AIM OF THE TASK: Transcribe the entries in full, keeping each word as it is.

INPUT FOR THIS TASK:
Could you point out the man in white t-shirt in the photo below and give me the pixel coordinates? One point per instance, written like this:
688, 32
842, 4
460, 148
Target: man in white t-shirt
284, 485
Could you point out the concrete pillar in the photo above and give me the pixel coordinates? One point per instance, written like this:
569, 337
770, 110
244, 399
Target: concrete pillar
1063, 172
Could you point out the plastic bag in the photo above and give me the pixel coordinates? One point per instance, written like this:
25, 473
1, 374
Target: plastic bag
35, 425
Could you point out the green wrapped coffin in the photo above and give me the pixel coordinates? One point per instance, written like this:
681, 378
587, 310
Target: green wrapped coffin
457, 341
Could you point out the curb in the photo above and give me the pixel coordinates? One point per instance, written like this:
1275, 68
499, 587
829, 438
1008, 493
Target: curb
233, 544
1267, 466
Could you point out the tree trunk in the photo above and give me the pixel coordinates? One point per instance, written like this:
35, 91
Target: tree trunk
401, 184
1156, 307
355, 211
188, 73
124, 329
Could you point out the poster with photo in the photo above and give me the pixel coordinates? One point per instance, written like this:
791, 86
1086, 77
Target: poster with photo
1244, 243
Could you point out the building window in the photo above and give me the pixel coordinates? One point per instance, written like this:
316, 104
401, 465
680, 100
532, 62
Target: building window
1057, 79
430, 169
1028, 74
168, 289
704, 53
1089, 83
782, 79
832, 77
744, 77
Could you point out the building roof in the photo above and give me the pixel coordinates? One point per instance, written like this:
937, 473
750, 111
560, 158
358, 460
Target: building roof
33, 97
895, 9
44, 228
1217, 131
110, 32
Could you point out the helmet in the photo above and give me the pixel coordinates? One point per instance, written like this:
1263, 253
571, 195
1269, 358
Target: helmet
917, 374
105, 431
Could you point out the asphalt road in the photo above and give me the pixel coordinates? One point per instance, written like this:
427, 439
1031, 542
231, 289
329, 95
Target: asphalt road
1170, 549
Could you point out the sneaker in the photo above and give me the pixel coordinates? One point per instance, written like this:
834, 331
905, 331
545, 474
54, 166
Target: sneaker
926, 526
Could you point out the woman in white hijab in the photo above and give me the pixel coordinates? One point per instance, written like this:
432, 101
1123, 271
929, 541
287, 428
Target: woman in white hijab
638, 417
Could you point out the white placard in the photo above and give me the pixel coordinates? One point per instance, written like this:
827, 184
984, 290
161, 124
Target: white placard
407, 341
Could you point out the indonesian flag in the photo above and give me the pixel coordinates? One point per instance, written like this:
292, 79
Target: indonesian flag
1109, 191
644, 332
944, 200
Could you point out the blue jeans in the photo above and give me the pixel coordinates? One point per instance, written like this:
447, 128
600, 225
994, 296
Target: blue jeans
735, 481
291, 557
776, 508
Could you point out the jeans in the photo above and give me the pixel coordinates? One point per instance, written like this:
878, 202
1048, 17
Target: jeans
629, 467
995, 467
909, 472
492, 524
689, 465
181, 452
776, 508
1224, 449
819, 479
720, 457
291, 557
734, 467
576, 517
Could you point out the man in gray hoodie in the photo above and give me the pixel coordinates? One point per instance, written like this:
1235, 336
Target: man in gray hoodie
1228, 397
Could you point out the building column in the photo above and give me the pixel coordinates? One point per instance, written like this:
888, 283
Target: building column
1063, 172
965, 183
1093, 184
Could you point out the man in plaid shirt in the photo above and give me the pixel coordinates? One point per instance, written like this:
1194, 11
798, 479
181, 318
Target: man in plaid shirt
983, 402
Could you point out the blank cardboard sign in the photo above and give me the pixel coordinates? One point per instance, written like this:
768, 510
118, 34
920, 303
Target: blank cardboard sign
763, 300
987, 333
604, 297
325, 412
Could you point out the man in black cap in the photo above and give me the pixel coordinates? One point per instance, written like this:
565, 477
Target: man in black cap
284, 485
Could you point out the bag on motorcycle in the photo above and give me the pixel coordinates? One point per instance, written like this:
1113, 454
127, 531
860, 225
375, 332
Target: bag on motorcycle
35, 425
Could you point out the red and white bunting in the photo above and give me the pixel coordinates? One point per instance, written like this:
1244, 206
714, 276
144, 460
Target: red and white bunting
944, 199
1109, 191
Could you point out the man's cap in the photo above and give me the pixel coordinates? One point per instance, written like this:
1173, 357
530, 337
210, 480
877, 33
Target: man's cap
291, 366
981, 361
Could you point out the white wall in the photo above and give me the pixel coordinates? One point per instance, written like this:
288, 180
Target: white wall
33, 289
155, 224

OUTPUT OF THE EXERCISE:
Could you point out the man in white t-shirt in the photo below and give me the pixel coordinates? One point per instance, written like this:
688, 32
842, 4
460, 148
Target: man in white t-shirt
284, 485
Could you point out the concrete pillar in the photo above and give me the pixel coordinates? One point per instance, written like this:
569, 337
770, 110
244, 399
Target: concrete pillar
1063, 172
Could you point out the plastic bag in the photo above and give me the pixel coordinates? One point per instance, written like this:
25, 473
1, 374
Target: plastic bag
35, 425
Could you point out the green wrapped coffin in the photo above and give me the pixel coordinates? One point per instance, written like this:
681, 378
587, 310
Target: green wrapped coffin
457, 341
Could you point out the curb in the photo above and give me the pixel coordinates? One point per instance, written like this:
1275, 68
499, 587
829, 438
1008, 493
Target: curb
233, 544
1267, 466
Could you point out the tree trunk in the photo above and give me the pixel coordinates? One point per instance, written like this:
35, 91
Target: tree trunk
401, 184
1156, 307
355, 211
188, 73
124, 329
Could you point out the poster with photo in the photo above and give me the pixel coordinates? One point per instance, written like this:
791, 86
1086, 77
Target: poster with photo
1244, 243
Could you point out the building window in the photo above and give me the pixel coordinates? One point per instance, written like this:
316, 104
401, 465
680, 100
532, 62
Target: building window
1057, 79
430, 169
1028, 74
168, 289
704, 53
1089, 83
782, 79
832, 77
744, 77
Could you point out the building roof in the photo above and give me the pixel coordinates? One point per instance, written like this:
937, 473
750, 111
560, 158
358, 460
Target: building roof
33, 97
895, 9
44, 228
1217, 131
110, 32
Could you point out the helmet in the photo above and give me the pixel coordinates? One point per instance, written like this:
1263, 253
571, 195
1269, 358
Target: helmet
917, 374
105, 431
Could you point out the asphalt road in the photo above and give me the pixel coordinates? One point per instance, written like this:
427, 439
1031, 542
231, 289
329, 95
Target: asphalt road
1170, 549
Could you point out the sneaker in the photo above and give me the pixel coordinates? One point per instance, written like this:
834, 331
905, 331
545, 474
54, 166
Target: sneaker
926, 526
Could you point out the woman in white hijab in the photo above and give me the pixel coordinates? One point per instance, written like this:
432, 101
1123, 271
929, 541
287, 428
Target: woman in white hijab
638, 417
Could you point out the white placard in the photo above and give me the pixel coordinates? One point per instance, written like this:
827, 184
984, 290
161, 124
Target: white placard
407, 341
Could you point out the indonesian flag in the photo above and give me the pixel coordinates? One point per instance, written like this:
292, 79
Target: indonesian flag
1109, 191
644, 332
944, 200
Could you point out the blue jeans in the photo above and give me the pixel coordinates? One point per instance, written like this:
447, 128
600, 225
994, 296
Target: blue jeans
735, 481
291, 557
776, 508
Could you point out the jeans in the photo above and give me the pixel coordinates? One point per instance, written like this:
878, 202
1048, 17
Target: jeans
629, 467
995, 467
909, 472
492, 524
689, 465
181, 452
776, 508
1224, 449
819, 479
720, 457
291, 557
734, 467
576, 517
Could you point out the man in gray hoodie in the photo above and give me the pixel coordinates? One point per instance, written like this:
1235, 336
Target: man in gray hoodie
1228, 397
Could you point out the building column in the photo above and give me the pixel coordinates? One point per instance, written like this:
888, 283
Target: building column
1063, 172
965, 183
1093, 184
Could you point out the man in plaid shirt in the photo above and give me the pixel coordinates? One point per instance, written like this:
1194, 11
798, 479
181, 318
Target: man in plaid shirt
983, 402
Could you point out the blank cardboard sign in the photo above and give me the pixel coordinates? One point per instance, written like this:
768, 510
118, 34
920, 303
Target: blank cardboard sign
763, 300
987, 333
604, 297
325, 412
Could you point out the man in black cap in the photo above and give me the pixel coordinates? One point per instance, written like this:
565, 477
Target: man in black cap
284, 485
Could you point out the bag on motorcycle in the photo above and give me the pixel coordinates? One point per instance, written like this:
1113, 454
127, 531
860, 225
375, 332
Target: bag on motorcycle
35, 425
Could you point out the red and white bunting in the photo above and give me the pixel coordinates? One point per instance, written like this:
1244, 206
714, 276
144, 460
Target: red and white bunting
944, 199
1109, 191
Could you point out the man's cap in the photo above and give me the pixel coordinates? One point per instance, written like this:
1173, 357
530, 337
210, 480
877, 33
Target: man's cap
291, 366
981, 361
Could you point out the white wall in the photo above and give me the pixel coordinates? One point per instance, written like this:
288, 180
Target: white wall
33, 289
155, 224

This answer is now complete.